◆ Detection entries:
====

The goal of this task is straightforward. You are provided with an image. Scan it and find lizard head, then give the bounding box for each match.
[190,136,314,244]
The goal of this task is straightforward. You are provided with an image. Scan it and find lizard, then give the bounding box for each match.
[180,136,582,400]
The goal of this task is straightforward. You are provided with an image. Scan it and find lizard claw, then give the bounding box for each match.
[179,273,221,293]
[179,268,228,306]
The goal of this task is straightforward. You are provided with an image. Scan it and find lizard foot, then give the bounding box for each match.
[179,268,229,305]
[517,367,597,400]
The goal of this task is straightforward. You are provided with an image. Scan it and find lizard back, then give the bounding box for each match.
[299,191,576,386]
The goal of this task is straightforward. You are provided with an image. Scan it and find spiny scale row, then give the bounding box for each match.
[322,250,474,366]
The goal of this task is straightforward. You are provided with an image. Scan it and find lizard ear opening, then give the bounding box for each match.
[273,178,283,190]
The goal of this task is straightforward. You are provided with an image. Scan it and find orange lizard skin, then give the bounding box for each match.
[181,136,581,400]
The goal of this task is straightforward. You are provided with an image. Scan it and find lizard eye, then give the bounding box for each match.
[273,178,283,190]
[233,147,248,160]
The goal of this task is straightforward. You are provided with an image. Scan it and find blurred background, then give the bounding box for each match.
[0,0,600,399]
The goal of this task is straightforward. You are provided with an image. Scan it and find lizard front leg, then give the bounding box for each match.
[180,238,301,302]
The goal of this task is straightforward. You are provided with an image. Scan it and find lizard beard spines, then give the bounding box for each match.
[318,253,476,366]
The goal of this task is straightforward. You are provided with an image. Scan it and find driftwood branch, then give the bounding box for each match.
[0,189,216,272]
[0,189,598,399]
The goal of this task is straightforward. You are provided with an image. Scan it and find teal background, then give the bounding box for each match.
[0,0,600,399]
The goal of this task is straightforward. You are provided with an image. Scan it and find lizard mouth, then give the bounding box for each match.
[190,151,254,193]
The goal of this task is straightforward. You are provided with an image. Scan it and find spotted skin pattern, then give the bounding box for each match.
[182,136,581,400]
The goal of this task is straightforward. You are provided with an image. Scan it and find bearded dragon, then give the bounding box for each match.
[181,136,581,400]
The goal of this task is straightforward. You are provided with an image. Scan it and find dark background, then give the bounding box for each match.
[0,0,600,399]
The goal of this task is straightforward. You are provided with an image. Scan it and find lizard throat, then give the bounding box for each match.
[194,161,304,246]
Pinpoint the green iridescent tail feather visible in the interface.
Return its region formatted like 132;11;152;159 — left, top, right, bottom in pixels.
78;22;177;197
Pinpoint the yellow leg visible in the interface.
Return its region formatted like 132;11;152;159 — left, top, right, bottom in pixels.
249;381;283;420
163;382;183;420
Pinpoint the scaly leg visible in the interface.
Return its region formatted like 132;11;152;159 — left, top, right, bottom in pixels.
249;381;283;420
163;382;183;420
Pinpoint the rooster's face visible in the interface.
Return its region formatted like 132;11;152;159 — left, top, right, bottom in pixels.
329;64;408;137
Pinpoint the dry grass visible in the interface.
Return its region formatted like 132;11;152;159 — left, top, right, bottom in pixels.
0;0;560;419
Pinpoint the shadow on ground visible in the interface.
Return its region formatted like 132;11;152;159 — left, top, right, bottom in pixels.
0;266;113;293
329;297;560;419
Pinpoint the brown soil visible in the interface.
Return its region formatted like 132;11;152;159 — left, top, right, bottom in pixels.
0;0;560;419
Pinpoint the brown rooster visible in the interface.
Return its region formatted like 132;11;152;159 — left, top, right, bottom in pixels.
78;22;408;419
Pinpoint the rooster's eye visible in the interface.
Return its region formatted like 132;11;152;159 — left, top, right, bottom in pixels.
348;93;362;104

====

◆ GIVEN TASK:
Update the entries above so that each "bounding box" becomes "enclosing rectangle", and leave everything else unchanged.

◆ FINAL RESULT:
The goal of this task is straightforward. You are provided with an image. Scan it and find lizard head, then give the enclosing rectangle for each match.
[190,136,314,244]
The goal of this task is straightforward. You are provided with an image. Scan it and find lizard, then give the enclosing rectangle for each match.
[180,136,582,400]
The goal of this task is straightforward. You are provided with an image. Scan it and find lizard claw, then give the enclosing rectangle for each match.
[179,273,221,293]
[179,268,228,306]
The goal of this task is straightforward. You are provided with an image. Scan it and find lizard foot, then give the enclosing rectangle for each match.
[179,268,229,305]
[517,367,597,400]
The goal of this task is straightforward. You are provided with an image. Scan it and find lizard back, then give the enclosing rectangle for each match.
[299,191,576,386]
The goal of this task is straightforward. You are provided with an image. Scan it and find spiny scale row, then give the enclosing rectangle for each match.
[322,250,474,366]
The goal of this task is straightforward. You are provided with an image. Scan it and find lizard ear opening, then give the enclosing rectangle for each match.
[273,178,283,190]
The goal of this task is straightforward. You are provided with an image. Scan it and find orange lizard skin, then give the enclosing rectangle for each match.
[181,136,581,400]
The goal of this task is straightforward. You are provided with an image. Scan it and find lizard eye, then give the enclosing rectangle for each match.
[273,178,283,190]
[233,147,248,160]
The goal of this task is straightforward. You are provided with an image. Scan it and find blurred background, then give the enclosing rectangle for each match.
[0,0,600,399]
The goal of this task is straightforward. You are provided with an image. Scan it and find lizard front leg, then give the enclosing rectangle for each match.
[180,238,301,302]
The goal of this task is straightforward. You are provided with an image. Scan it and find lizard beard spines, then give the enclosing rectangle for each match.
[318,253,476,366]
The goal of this task is straightforward. You are provided with an image. Scan it and find driftwood branch, then give the enclosing rectangle for each match.
[0,189,216,272]
[0,189,598,399]
The goal of this task is straightforward. You are provided with an image. Scan it and find teal background, then give the enclosing rectangle for each match.
[0,0,600,399]
The goal of this task is straightforward. You are provided with an image. Scan it and find lizard mouth, then give the enclosing rectangle for each match.
[190,151,254,193]
The goal of this task is straightforward. You are provided with an image. Scan it and find spotted skin pattern, then give the enclosing rectangle for each match.
[182,136,581,400]
The goal of this task is straightforward. You are provided with an image. Scan it and find bearded dragon, then give the enclosing rectangle for each match.
[181,136,581,400]
The goal of this task is straightforward. You are provided with an image. Scan it and find dark background, then give the enclosing rectangle for each match.
[0,0,600,399]
The goal of this task is straightforward. You are provided with an image. Scan it and find lizard throat, then give the enclosing rectangle for each match.
[194,161,304,246]
Pinpoint the green iridescent tail feather visible in the interface.
Return its region formatted like 132;11;152;159 — left, top, right, bottom in pixels.
78;22;177;197
Pinpoint the yellow leg visible in the interface.
Return its region formatted like 132;11;152;159 — left, top, right, bottom in pixels.
249;381;283;420
163;382;183;420
Pinpoint the scaly leg visible in the interface.
Return its region formatted like 132;11;152;159 — left, top, right, bottom in pixels.
249;381;283;420
163;382;183;420
Pinpoint the rooster's face visible in the interface.
Return its region formatted like 132;11;152;159 — left, top, right, bottom in pixels.
329;64;408;137
Pinpoint the dry grass visible in the interface.
Return its region formatted like 132;11;152;159 — left, top, right, bottom in pixels.
0;0;560;419
Pinpoint the shadow on ground visible in the interface.
Return its region formatted like 132;11;152;159 — left, top, right, bottom in pixels.
0;266;113;293
329;297;560;419
Pinpoint the brown soil visible in the interface.
Return its region formatted like 132;11;152;159 — left, top, right, bottom in pixels.
0;0;560;419
Pinpoint the brown rooster visible in the interface.
Return its region formatted like 132;11;152;159 — left, top, right, bottom in pixels.
78;22;408;419
Pinpoint the rooster's eye visible in the interface.
Return its region formatted like 132;11;152;159 — left, top, right, bottom in pixels.
348;93;362;104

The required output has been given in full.